本文 –
是枝裕和監督、『万引き家族』でカンヌ映画祭パルム・ドール受賞

是枝裕和がついにカンヌ映画祭でパルム・ドールを受賞した。2004年の『誰も知らない』では柳楽優弥が史上最年少で主演男優賞、2013年の『そして父になる』が審査員賞と来ているので、いつかは受賞してもおかしくないと思っていたが、ついに2018年に栄冠を手にした。

1995年に『幻の光』で長篇映画の監督としてデビューから23年。是枝はついに日本を代表する映画監督の地位に登り詰めたと言っても過言ではない。だが、その道は必ずしも平坦だったわけではない。

是枝が『幻の光』でデビューした際、多くのシネフィルはほとんど黙殺したのではないかと記憶する。その理由は、この作品が宮本輝の小説を原作としていることにあったのかもしれないが、何かその朴訥な映像を俄かには信じることが出来なかったように思われる。『誰も知らない』がカンヌで大変な話題になっても、我々はまだ懐疑的だった。「これは柳楽の演技力の賜物ではないのか?是枝の演出がここにあるのか?」という具合に自問し、是枝を映画作家として認めることを留保し続けたのである。



少なくとも私が是枝を意識せざるを得ないと感じたのは、2008年の『歩いても 歩いても』を見たときからである。医者であった父(原田芳雄)と、その父の期待を裏切って家を出た息子(阿部寛)が妻(夏川結衣)を連れ、久々に実家に戻る。当然ながら生じる父との葛藤。母(樹木希林)、姉(YOU)との穏やかな語らい。そして、家族の中で封印された過去…。ここには間違いなく「家族」をテーマにして現代の人間の姿を描き出す映画作家がいた。作品を見るものは、一瞬でも画面から目を逸らすことが出来ないほど、登場人物の一挙手一投足に夢中にさせられたはずだ。

あまりにも話題になった『そして父になる』が「家族」の問題と言うよりも「親子」の問題に収斂したのに対し、『海街diary』(2015)は原作ものとはいえ、再び「家族」に焦点を当てる。普通に考えれば、綾瀬はるか、長澤まさみ、夏帆の三姉妹が暮らす家に異母妹の広瀬すずがやって来るという物語など、商業映画以外の何物でもないだろう。だが、この作品で四人は間違いなく「家族」としての在り方を模索する姉妹として存在しており、そこに母(大竹しのぶ)や大叔母(樹木希林)も加わることで、常に不安定なままの彼女たちの行く末を我々も思いやらずにはいられなくなる。やはり是枝の作品が光輝くのは「家族」をテーマとする時なのだ。

エントリー一覧 –
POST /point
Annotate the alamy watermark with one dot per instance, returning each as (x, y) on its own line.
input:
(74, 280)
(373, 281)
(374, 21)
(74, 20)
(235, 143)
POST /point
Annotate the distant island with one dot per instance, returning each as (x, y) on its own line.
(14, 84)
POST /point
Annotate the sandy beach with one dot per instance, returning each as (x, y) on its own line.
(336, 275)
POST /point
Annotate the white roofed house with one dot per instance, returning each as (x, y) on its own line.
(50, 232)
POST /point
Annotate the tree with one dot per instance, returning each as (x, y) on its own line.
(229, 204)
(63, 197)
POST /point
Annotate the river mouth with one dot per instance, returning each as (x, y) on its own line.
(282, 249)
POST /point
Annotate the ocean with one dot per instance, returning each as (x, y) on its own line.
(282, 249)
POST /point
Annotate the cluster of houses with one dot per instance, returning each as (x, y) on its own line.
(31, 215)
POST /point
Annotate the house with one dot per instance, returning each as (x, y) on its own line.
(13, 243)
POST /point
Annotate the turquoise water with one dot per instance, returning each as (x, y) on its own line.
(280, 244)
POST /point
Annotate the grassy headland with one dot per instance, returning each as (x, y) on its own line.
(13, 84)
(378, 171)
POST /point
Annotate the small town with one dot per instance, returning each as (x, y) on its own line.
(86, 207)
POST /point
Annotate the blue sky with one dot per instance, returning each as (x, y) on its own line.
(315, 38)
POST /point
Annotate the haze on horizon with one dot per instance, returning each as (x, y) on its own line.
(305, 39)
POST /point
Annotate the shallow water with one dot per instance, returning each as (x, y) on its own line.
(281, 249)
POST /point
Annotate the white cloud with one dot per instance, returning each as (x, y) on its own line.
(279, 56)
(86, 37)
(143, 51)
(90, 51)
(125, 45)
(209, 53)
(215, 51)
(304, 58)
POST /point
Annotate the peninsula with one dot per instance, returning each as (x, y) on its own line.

課題 – 是枝裕和監督を論じた本文を、最後の一文の後から書き継いでください。

解答 –
そして、再び阿部寛を主演に据えた『海よりもまだ深く』(2016)では、是枝のオリジナル脚本によって、崩壊した「家族」のつながりを取り戻そうと苦悶する男の姿が描かれる。売れない小説家(阿部)が別れた妻(真木よう子)と息子との関係を振り返る中で、失ったものの大きさをようやくにして悟るという物語であった。普通ならば悲哀を感じさせる主人公を演じる阿部寛は、持ち前の喜劇性を持ちこむことで崇高なまでの域に達している。だが、これは「家族」(とその崩壊した姿)をアンサンブルで造形する是枝の奇跡的な演出力があるからこそ成り立っているに違いない。

そして、最新作は『万引き家族』。仏語タイトルは ≪ Une affaire de famille ≫。ついにタイトルに「家族(famille)」の文字を入れ、正面から「家族」とは何か?という問いに向かおうとしている。この作品にパルム・ドールをもたらした審査員、女優ケイト・ブランシェットが「圧倒させられた」と言い、映画監督ドゥニ・ヴィルヌーヴが「魂を鷲づかみにされた」とまで言う映画は一体どういう映画なのか、それは見るまでは分からないが、我々の期待を裏切ることはないであろう。そして、「対立する人と人、隔てられている世界と世界を映画によって繋ぐことが出来るのではないか」と受賞時のコメントで語る映画作家の真摯な姿勢を疑うことはもはや誰にも出来ないだろう。



小津安二郎、そして木下恵介。日本映画には「家族」をテーマに作品を撮る系譜が確実に存在していたが、そこに是枝を加えることが出来るだろう。彼らは東洋の島国だけの小さな世界を撮っていたはずだったが、いつのまにか普遍的なテーマに辿り着いていたのかもしれない。是枝の映画は、家族を求め続けたトリュフォー、そしてそのテーマに周期的に回帰するヴェンダースのような大作家たちと同次元にあり、そして一層現代的であろうとしている。世界のシネフィルたちは今後も是枝の作品から目が離せないであろう。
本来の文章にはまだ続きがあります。